-- Do this --
Present the following entries again, word for word and in full.

-- Task data --

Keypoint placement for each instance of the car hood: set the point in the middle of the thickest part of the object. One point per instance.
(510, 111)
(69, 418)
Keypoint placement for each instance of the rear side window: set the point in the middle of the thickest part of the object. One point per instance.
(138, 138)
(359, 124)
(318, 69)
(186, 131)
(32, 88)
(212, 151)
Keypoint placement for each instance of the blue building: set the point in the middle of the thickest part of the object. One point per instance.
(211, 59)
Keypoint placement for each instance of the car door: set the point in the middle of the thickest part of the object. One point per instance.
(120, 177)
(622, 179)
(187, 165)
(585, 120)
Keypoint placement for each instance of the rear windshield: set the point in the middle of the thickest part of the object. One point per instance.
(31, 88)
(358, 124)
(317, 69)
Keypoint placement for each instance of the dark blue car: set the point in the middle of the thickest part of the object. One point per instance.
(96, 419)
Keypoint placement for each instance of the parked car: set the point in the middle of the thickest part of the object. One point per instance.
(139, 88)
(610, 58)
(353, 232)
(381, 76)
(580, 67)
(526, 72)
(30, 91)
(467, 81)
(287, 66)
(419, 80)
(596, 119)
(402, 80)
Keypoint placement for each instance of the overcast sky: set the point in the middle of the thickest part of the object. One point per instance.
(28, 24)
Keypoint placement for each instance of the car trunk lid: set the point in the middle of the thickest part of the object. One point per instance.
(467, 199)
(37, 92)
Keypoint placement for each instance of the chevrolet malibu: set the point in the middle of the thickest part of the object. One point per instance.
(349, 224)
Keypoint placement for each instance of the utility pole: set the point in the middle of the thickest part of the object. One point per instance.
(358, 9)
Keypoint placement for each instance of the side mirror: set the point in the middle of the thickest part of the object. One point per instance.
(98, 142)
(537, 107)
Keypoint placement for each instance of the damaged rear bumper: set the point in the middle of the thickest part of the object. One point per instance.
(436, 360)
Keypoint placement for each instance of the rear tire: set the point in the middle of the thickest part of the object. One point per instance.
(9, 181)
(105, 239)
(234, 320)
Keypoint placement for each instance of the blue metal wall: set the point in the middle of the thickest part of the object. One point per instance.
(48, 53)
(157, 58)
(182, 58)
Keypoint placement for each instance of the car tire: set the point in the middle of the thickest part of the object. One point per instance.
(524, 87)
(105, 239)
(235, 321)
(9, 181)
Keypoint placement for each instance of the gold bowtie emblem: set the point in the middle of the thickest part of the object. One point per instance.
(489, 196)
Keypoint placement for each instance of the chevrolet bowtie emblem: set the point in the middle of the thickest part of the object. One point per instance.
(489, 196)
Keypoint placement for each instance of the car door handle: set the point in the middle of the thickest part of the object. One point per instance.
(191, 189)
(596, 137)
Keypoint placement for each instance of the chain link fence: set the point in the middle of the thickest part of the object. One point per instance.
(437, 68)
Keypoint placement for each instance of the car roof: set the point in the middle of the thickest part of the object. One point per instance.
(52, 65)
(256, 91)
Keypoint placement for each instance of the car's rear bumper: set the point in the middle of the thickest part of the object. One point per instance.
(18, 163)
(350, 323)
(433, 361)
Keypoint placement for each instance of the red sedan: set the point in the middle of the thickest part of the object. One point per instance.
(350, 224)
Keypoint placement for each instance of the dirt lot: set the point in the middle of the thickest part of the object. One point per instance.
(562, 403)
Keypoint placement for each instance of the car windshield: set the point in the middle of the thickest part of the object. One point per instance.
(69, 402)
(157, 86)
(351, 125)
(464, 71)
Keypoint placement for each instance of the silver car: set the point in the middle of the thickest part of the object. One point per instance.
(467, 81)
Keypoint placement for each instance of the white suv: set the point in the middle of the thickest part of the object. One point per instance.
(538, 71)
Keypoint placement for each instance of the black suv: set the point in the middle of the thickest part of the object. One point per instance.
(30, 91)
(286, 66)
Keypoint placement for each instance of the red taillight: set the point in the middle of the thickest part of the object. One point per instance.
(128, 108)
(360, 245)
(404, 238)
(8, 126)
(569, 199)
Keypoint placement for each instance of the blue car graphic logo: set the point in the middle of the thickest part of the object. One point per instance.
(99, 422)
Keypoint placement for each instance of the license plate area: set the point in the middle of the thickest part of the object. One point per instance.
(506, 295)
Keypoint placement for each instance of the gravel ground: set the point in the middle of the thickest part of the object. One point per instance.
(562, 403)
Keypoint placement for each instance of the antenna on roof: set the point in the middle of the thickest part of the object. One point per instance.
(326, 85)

-- In response --
Keypoint placement for each instance of the car hood: set the point in the middle of the thickest part of the object. One point per instance.
(510, 111)
(69, 418)
Keypoint placement for each instance of the rear side window: set the point in the middle of the thickest part of the object. One point per instance.
(138, 138)
(359, 124)
(318, 69)
(186, 131)
(32, 88)
(212, 151)
Keypoint placement for each instance of the blue building: set the point in the middle of the thickest part of the object. One point per instance.
(211, 59)
Keypoint placement for each instance of the car door: set the point in the middle of the thickest part of the object. One point per instance.
(120, 177)
(622, 179)
(187, 165)
(585, 120)
Keypoint placement for each instance of the rear windshield: set the point in the middle of the thickest part of the object. One point per instance.
(31, 88)
(358, 124)
(317, 69)
Keypoint placement for each instance of the dark blue car: set the point in the middle of the thickest part of the object. One point per instance.
(96, 419)
Keypoint placement for each instance of the parked car: set the point in the middle of the thickest part of the object. One point per instance.
(139, 88)
(610, 58)
(353, 232)
(381, 76)
(580, 67)
(526, 72)
(30, 91)
(467, 81)
(287, 66)
(419, 80)
(596, 119)
(402, 80)
Keypoint placement for each instance of the overcast sky: set the point in the middle of the thickest part of the object. One point per instance.
(28, 24)
Keypoint placement for each instance of the car trunk lid: set the point in the middle of the thickest part of the object. One point per instance.
(467, 199)
(37, 92)
Keypoint placement for each instance of the chevrolet malibu: set the point in the middle of the thickest part of the object. One point per instance.
(349, 224)
Keypoint placement for each instance of the utility pole: set the point in the middle of the thickest part of the object. One point per instance.
(358, 9)
Keypoint placement for each instance of the side mirror: set the point in the middle of the thickest part of the object. One point per instance.
(98, 142)
(537, 107)
Keypoint placement for each instance of the damaged rear bumper: set the point in the middle of the thickest part of the object. One point per instance.
(436, 360)
Keypoint placement for each instance of the rear tire: set the point in the middle of the thickest part of the object. One point per instance.
(9, 181)
(105, 239)
(234, 320)
Keypoint placement for each instance of the blue metal wall: set the point in the middle of the thickest part of the object. One point per instance.
(48, 53)
(157, 58)
(182, 58)
Keypoint placement for each instance of the car tire: set the point in the middle of the thickest part of the object. One point per instance.
(524, 87)
(105, 239)
(235, 321)
(9, 181)
Keypoint placement for each instance of the gold bowtie emblem: set the point in the middle of the thickest part of the object. One point per instance.
(489, 196)
Keypoint placement for each instance of the chevrolet bowtie emblem: set the point in the middle of the thickest part of the object. One point per instance.
(489, 196)
Keypoint placement for each instance of the car door handle: set the point in the middle of the thickest part of the object. One point per instance.
(191, 189)
(596, 137)
Keypoint placement for each instance of the chain link fence: set the point in the middle of the thickest part of the object. One point per instance.
(437, 68)
Keypoint placement for each instance of the car roof: set the point in the middle of the thickest part of the object. One point per instance.
(52, 65)
(256, 91)
Keypoint placement for each instance of the car's rear bumper: set the point in the middle of the thickest part of the object. One point per instance.
(18, 163)
(350, 323)
(433, 361)
Keypoint placement for each instance of the red sedan: set the point in the middle of the thickest part of the object. One point per instance.
(350, 224)
Keypoint placement for each instance of the dirt lot: set the point in the middle of the thickest part of the object. One point per instance.
(562, 403)
Keypoint placement for each instance of the car windshield: set the point in the middle of the thickest part of the object. One point per instance.
(69, 402)
(157, 86)
(351, 125)
(464, 71)
Keypoint placement for each instance of the silver car: set the point in the middle of the thickest part of the object. One point per instance.
(467, 81)
Keypoint placement for each instance of the white suv: set the point in the middle of the thickest part of the object. One point per instance.
(538, 71)
Keypoint placement for each instance of the black suv: set the point in the middle of the thickest part of the object. One point per instance.
(30, 91)
(286, 66)
Keypoint placement for each instance of the red taillight: set the point in the middle of the thickest part of the object. One point per instance.
(128, 108)
(360, 245)
(404, 238)
(8, 126)
(569, 199)
Keypoint placement for each instance of the blue car graphic logo: set the point in the middle of the thickest part of the object. One point per instance.
(99, 422)
Keypoint placement for each instance of the license plate area: set the point in the middle of the thickest part of the object. One point per instance.
(506, 295)
Keypoint placement for each instance of the gravel ground: set the point in the middle of the thickest part of the object. One point per instance.
(562, 403)
Keypoint placement for each instance of the antenna on roof: set the point in the middle of the thickest part of the object. One point per instance.
(326, 85)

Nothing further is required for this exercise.